__TEXT SHOWN__:
What’s China to do with their $2 trillion in reserves (world’s largest)? Spend it, of course. And what better place to spend that money than on real assets?

An interesting, if not predictable (to some), development.

Wuhan Iron & Steel Group and Jiangsu Shagang Group Co., China’s third- and fifth-largest steelmakers, are shopping for iron ore mining stakes in Australia and Brazil, executives said in interviews.

“We are evaluating and selecting” candidates in Australia and Brazil, said Shen Wenrong, Jiangsu-based Shagang’s chairman. “Going overseas is the government policy, so I believe we will get financing from Chinese banks.” Wuhan spokesman Bai Fang said his company is “looking for opportunities” amid lower acquisition costs for iron ore assets in Australia and “won’t rule out other countries.”

The world’s top metal user, China has agreed to acquire $22 billion worth of commodity assets this year after a 70 percent drop in metals and oil since July ended a six-year boom in raw materials. With U.S. and Australian banks still hesitant to lend, Rio Tinto Group and OZ Minerals Ltd., laboring under combined debt of $40 billion, agreed this month to sell stakes to Aluminum Corp. of China and China Minmetals Corp., respectively.

“China has turned out to be the bank of last resort,” said Glyn Lawcock, head of resources research at UBS AG in Sydney. “China is a net importer of copper, bauxite, alumina, nickel, zircon, uranium. China is looking for ways to secure supply of these raw materials.”

__DATA RECORDS__:
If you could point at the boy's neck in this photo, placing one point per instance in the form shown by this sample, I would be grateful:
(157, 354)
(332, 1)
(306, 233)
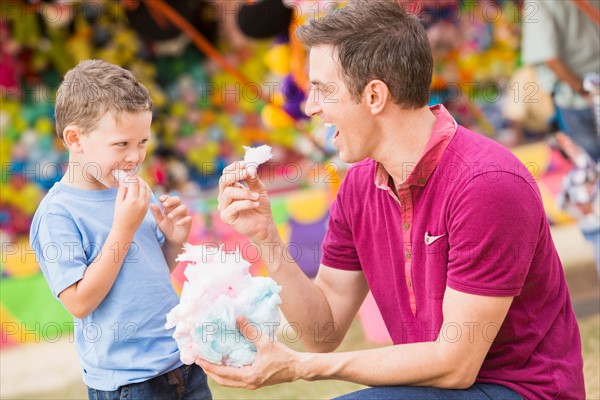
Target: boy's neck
(76, 177)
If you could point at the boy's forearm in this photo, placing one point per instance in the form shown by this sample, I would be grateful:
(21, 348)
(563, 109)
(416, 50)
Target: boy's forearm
(171, 251)
(563, 73)
(101, 274)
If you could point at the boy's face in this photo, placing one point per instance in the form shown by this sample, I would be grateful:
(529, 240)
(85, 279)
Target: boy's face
(113, 146)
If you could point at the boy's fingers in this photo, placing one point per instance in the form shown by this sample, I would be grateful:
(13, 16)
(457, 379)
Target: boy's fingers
(231, 174)
(231, 194)
(181, 209)
(133, 188)
(185, 220)
(158, 216)
(122, 192)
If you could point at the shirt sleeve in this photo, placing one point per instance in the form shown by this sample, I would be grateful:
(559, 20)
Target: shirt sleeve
(339, 250)
(540, 37)
(59, 250)
(493, 233)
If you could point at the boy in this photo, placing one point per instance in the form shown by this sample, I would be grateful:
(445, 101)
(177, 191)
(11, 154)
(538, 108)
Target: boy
(102, 252)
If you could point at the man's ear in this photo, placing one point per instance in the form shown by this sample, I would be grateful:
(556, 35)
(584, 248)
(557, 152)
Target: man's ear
(72, 138)
(377, 95)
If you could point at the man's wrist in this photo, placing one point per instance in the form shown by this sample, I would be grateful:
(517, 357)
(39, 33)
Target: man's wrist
(306, 367)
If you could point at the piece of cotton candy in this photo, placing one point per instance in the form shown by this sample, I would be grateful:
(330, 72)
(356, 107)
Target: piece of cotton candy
(257, 155)
(219, 289)
(122, 177)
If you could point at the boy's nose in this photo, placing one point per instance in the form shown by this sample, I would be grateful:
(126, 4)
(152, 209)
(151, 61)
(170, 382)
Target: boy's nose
(133, 157)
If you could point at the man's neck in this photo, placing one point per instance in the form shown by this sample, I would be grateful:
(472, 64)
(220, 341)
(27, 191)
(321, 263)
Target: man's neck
(404, 137)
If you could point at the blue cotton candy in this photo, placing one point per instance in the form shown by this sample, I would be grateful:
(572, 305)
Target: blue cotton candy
(220, 289)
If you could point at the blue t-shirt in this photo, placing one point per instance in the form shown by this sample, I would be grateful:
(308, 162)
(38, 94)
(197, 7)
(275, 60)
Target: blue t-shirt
(123, 340)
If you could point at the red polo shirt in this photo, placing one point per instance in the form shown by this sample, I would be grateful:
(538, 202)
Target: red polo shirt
(469, 216)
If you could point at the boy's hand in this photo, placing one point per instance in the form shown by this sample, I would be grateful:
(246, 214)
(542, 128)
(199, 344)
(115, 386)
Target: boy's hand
(175, 223)
(131, 205)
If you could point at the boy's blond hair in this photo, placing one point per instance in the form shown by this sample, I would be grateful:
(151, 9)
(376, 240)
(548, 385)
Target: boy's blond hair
(93, 88)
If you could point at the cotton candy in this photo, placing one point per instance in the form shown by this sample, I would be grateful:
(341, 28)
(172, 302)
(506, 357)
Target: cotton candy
(219, 289)
(257, 155)
(122, 177)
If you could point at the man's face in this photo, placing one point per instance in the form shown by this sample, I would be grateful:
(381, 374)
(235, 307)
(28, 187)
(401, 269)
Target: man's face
(113, 146)
(330, 99)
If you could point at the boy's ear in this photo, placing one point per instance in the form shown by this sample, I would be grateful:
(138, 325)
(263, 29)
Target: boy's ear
(377, 96)
(72, 139)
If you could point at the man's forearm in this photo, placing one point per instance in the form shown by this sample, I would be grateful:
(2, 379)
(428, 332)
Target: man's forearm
(416, 364)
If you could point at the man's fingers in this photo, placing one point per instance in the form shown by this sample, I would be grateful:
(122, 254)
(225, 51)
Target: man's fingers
(222, 374)
(231, 174)
(231, 194)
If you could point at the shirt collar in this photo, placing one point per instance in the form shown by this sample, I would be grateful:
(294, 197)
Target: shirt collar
(443, 131)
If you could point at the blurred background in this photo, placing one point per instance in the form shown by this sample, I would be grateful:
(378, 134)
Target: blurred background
(227, 74)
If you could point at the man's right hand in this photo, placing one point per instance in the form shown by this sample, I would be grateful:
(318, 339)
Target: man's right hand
(132, 204)
(246, 209)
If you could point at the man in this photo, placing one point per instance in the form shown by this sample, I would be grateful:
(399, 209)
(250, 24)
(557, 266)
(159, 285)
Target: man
(444, 226)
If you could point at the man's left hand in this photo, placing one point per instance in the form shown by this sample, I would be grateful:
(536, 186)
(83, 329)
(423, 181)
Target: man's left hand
(274, 363)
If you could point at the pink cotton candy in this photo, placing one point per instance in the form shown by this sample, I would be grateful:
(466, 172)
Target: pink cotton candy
(219, 290)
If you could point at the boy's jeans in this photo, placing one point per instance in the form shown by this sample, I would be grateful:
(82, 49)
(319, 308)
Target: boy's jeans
(187, 382)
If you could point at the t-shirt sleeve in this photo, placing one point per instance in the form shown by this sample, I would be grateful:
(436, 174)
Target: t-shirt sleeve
(540, 38)
(338, 246)
(157, 232)
(59, 250)
(493, 232)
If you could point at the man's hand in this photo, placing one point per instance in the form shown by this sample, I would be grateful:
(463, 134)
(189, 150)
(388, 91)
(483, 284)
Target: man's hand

__ACTIVITY__:
Answer these questions from the text on China's overseas mining purchases:
1. In which two countries is Shagang evaluating candidates?
2. What dollar value of commodity assets has China agreed to acquire this year?
3. Who described China as "the bank of last resort"?
The rows above have no connection to the text on China's overseas mining purchases.

__ANSWER TO THE EXERCISE__:
1. Australia and Brazil.
2. $22 billion.
3. Glyn Lawcock, head of resources research at UBS AG in Sydney.